Given data:
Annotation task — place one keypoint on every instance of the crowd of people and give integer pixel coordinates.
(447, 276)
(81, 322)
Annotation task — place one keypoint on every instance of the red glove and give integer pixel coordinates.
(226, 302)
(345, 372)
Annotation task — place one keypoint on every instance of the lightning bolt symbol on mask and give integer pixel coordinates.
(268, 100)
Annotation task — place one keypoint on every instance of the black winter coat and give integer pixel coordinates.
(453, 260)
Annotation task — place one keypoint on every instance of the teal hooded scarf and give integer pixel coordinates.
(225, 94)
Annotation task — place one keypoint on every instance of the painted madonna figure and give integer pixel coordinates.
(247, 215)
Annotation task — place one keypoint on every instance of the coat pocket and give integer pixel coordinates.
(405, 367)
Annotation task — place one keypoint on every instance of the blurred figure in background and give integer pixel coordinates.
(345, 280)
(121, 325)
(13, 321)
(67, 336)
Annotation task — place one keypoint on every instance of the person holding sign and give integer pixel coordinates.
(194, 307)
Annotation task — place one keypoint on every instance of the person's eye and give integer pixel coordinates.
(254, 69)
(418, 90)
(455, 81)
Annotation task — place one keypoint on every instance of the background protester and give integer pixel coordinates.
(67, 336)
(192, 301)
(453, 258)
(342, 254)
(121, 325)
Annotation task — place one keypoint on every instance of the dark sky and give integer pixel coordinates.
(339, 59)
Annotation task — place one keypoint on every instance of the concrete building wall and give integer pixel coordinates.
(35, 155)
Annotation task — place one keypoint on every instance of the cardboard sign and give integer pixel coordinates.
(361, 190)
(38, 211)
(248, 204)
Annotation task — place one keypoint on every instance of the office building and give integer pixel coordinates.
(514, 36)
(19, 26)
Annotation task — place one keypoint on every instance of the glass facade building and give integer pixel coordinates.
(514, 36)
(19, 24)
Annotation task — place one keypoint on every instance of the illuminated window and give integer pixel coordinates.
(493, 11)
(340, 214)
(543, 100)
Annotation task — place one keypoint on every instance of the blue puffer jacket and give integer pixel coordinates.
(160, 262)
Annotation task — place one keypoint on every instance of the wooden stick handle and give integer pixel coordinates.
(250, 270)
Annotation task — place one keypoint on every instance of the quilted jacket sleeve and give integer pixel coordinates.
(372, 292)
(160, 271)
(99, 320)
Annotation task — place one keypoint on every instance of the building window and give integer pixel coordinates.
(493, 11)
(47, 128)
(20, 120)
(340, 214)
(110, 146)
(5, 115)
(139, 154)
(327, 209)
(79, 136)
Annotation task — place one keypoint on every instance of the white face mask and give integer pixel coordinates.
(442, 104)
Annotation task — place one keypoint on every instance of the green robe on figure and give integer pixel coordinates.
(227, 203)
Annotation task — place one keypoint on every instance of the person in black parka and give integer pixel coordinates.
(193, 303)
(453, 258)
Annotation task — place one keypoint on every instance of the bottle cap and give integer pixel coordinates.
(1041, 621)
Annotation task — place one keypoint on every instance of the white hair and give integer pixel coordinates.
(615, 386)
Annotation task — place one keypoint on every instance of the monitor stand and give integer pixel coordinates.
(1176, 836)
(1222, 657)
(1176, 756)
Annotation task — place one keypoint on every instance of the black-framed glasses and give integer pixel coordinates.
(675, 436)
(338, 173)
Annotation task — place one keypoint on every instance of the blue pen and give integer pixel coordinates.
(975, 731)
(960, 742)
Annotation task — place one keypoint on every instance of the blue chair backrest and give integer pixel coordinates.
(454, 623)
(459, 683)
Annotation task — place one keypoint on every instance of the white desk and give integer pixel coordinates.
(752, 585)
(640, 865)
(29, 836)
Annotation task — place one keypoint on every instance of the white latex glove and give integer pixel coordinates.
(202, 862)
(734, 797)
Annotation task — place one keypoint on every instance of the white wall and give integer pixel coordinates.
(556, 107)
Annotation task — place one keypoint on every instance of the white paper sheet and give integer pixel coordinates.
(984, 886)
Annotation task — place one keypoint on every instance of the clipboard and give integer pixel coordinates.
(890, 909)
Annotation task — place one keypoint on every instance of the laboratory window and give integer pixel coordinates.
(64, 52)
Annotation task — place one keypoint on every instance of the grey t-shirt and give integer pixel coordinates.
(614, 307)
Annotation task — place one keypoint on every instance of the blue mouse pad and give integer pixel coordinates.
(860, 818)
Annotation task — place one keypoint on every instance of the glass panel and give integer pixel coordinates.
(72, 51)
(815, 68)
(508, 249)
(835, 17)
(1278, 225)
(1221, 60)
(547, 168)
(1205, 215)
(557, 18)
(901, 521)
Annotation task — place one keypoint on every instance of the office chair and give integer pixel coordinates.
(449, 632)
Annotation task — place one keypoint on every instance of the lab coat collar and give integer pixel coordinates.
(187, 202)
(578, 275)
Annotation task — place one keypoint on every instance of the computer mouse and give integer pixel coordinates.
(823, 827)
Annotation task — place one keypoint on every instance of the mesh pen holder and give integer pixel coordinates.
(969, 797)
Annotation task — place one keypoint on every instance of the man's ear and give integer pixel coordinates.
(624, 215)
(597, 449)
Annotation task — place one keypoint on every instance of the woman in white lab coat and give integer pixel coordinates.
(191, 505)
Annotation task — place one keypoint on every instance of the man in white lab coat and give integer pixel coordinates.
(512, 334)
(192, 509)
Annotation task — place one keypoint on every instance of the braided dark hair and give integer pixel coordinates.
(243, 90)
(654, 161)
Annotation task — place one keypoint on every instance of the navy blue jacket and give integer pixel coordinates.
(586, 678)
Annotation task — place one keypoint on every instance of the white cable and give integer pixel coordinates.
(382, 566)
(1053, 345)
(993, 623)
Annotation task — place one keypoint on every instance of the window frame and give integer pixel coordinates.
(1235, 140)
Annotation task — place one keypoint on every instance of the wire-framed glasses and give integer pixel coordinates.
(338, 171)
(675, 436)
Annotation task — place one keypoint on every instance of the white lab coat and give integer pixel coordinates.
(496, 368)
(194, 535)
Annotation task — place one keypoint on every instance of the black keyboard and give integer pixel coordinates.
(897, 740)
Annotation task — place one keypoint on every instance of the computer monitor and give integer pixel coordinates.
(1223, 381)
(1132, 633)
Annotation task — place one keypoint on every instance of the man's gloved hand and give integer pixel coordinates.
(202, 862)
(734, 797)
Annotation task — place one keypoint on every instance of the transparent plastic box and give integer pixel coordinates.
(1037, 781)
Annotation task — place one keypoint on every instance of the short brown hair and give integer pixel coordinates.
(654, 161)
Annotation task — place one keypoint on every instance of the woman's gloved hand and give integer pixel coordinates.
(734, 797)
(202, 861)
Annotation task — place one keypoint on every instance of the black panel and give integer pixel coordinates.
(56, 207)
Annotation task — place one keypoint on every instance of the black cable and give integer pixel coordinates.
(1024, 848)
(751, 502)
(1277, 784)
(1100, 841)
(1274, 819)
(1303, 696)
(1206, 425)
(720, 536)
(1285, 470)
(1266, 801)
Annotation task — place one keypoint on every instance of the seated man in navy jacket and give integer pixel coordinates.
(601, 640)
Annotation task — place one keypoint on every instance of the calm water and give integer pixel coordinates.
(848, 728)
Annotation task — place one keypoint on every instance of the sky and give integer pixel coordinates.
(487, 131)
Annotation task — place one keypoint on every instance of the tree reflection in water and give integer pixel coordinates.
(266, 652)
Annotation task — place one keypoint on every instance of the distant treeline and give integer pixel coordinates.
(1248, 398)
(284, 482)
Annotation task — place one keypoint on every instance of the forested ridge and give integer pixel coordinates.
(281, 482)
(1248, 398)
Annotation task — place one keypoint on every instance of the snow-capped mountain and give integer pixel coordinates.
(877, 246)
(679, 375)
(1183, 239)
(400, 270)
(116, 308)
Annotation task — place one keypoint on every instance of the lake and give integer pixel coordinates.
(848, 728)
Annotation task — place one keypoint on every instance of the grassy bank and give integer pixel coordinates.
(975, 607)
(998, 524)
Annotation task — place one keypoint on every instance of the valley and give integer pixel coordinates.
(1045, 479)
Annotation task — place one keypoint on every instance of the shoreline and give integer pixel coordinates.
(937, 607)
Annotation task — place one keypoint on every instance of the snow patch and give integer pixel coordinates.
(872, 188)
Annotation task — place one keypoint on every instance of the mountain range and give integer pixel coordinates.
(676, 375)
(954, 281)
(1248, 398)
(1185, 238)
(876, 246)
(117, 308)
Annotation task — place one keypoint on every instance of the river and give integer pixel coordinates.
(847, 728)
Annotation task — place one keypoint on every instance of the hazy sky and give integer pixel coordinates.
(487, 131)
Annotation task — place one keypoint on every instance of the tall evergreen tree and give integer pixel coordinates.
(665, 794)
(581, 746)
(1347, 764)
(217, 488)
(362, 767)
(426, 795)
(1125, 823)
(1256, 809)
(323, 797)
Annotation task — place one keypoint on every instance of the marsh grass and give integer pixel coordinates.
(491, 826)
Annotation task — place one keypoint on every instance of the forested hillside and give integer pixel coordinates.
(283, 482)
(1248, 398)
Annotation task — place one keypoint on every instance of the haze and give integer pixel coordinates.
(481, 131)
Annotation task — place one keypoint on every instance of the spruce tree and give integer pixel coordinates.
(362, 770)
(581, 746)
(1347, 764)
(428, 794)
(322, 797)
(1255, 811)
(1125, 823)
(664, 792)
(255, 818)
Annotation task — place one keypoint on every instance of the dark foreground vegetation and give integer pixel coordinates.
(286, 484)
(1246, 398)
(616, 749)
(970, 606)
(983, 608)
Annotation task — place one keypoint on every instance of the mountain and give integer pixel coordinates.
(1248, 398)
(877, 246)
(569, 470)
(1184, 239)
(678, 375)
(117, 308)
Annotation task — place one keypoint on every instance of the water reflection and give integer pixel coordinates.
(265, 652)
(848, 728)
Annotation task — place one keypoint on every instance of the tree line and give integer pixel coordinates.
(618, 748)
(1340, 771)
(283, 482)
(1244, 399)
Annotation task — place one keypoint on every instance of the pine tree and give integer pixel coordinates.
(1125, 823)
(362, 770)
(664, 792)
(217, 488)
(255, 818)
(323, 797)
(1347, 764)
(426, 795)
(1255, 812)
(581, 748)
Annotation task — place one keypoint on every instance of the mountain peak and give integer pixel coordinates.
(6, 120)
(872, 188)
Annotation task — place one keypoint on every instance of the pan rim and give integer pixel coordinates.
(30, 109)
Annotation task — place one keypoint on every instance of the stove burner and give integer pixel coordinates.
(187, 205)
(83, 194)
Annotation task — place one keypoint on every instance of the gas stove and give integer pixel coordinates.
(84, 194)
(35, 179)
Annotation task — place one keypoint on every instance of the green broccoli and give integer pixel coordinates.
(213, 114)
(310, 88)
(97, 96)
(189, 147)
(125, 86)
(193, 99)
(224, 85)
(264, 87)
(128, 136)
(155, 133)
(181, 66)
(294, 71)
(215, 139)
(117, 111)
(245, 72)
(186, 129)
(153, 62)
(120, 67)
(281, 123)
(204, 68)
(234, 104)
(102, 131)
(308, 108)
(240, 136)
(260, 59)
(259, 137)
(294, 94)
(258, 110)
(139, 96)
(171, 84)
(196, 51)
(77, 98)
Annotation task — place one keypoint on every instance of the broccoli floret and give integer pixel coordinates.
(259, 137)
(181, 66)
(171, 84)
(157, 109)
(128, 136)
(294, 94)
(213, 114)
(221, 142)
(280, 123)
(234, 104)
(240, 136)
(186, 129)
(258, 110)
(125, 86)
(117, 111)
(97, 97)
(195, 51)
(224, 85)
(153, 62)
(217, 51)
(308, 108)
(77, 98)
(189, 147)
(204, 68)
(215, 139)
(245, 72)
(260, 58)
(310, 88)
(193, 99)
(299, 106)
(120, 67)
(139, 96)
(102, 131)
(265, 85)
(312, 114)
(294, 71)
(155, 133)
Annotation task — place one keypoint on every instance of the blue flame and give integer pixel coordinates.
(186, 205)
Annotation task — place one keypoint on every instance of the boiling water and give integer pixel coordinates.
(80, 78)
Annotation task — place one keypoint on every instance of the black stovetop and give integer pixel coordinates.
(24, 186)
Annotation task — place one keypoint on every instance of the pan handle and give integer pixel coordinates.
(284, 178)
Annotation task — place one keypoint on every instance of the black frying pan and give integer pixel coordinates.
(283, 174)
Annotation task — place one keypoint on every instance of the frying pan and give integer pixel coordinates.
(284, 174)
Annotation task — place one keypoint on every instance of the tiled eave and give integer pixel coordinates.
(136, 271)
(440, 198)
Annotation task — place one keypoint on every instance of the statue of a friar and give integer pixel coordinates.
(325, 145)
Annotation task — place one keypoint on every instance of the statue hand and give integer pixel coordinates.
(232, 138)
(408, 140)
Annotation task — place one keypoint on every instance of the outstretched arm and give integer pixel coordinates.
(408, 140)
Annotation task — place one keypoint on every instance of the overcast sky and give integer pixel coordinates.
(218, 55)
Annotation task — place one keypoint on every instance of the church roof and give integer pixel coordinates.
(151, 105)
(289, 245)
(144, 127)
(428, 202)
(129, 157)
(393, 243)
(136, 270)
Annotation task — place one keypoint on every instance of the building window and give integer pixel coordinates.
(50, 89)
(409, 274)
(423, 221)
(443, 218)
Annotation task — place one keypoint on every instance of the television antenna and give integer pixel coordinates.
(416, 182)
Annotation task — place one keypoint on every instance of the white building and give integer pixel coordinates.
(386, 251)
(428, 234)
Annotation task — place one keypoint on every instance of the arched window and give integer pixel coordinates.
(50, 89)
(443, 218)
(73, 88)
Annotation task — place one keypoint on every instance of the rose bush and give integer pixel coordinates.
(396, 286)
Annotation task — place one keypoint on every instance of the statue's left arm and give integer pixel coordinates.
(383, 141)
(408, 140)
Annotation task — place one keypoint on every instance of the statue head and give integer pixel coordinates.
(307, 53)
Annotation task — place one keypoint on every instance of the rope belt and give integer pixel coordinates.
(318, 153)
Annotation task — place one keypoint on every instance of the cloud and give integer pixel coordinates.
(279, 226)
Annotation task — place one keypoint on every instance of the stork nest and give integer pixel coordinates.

Task description:
Take the part of the material above that opens with the line containing "black cable and give integer pixel coordinates." and closes with the line containing "(1266, 801)". Write those lines out again, replacing "black cable" with "power cord" and leaving everything else unchanged.

Solution for this exercise:
Annotation task — place one keypoint on every instance of the power cord and give integer pixel coordinates.
(1024, 848)
(751, 502)
(1277, 784)
(1100, 841)
(1274, 819)
(1303, 696)
(1206, 425)
(720, 536)
(1285, 470)
(1266, 801)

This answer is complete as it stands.